_Trecho selecionado:_
══════════

Gaudêncio Torquato - O Estado de S.Paulo
Os devotos de São Tomé, que só acreditam vendo, começam a
perder as apostas feitas com os devotos de São Judas Tadeu, o
patrocinador das causas impossíveis. Pois é, o santo que dá um jeitinho
nas dificuldades está mostrando o seu poder de milagreiro até na
esburacada estrada da política.
Vejam: a Justiça da Suíça autorizou a devolução aos cofres do Tesouro
Nacional de US$ 6,8 milhões que estavam na conta do ex-juiz Nicolau dos
Santos Neto (Lalau); há poucos dias o Grupo OK, do ex-senador Luiz
Estevão, concordou em devolver à União R$ 468 milhões que teriam sido
desviados de verba pública para construção do prédio do TRT em São
Paulo. O Supremo Tribunal Federal (STF) condenou à prisão um
ex-presidente da Câmara dos Deputados, a segunda autoridade na linha de
sucessão da Presidência da República; puniu também dirigentes de bancos
por gestão fraudulenta. E continua a julgar o caso de "maior desvio de
dinheiro público flagrado no Brasil", dando sinais de que os culpados no
processo que reúne 38 réus serão implacavelmente condenados. No plano
eleitoral surpresas emergem. É o caso de São Paulo, onde um candidato
com curto espaço no programa de rádio e TV assume a liderança da
campanha.
As situações narradas evidenciam a tese de que por estas plagas tudo é
possível. As cartas marcadas do baralho já não ganham o jogo. O País
começa a respirar ares de modernização institucional.

══════════

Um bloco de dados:
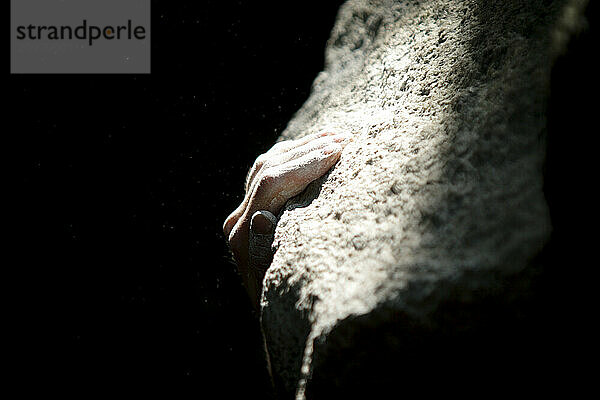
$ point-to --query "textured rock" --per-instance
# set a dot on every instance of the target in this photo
(425, 234)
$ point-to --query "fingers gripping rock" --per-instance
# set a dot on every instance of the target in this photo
(262, 231)
(276, 176)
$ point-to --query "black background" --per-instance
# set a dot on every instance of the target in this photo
(124, 183)
(122, 273)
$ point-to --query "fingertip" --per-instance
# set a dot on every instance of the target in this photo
(263, 223)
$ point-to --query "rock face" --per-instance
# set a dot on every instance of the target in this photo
(420, 246)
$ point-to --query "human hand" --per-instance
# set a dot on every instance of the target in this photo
(276, 176)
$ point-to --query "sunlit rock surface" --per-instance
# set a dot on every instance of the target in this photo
(419, 247)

══════════

_Problemas e tarefas:_
**a)** No trecho selecionado, renomeie "São Tomé" como "Santo Tomás" e reproduza a parte que começa em "Gaudêncio Torquato - O" e termina em "estrada da política.".
**b)** Responda com base no trecho selecionado:
(i) De quem São Judas Tadeu é chamado de patrocinador?
(ii) Que valor a Justiça da Suíça autorizou devolver aos cofres do Tesouro Nacional?
(iii) Quantos réus reúne o processo que o STF continua a julgar?

_Respostas das tarefas:_
**a)**
Gaudêncio Torquato - O Estado de S.Paulo
Os devotos de Santo Tomás, que só acreditam vendo, começam a
perder as apostas feitas com os devotos de São Judas Tadeu, o
patrocinador das causas impossíveis. Pois é, o santo que dá um jeitinho
nas dificuldades está mostrando o seu poder de milagreiro até na
esburacada estrada da política.

**b)**
(i) Das causas impossíveis.
(ii) US$ 6,8 milhões.
(iii) 38 réus.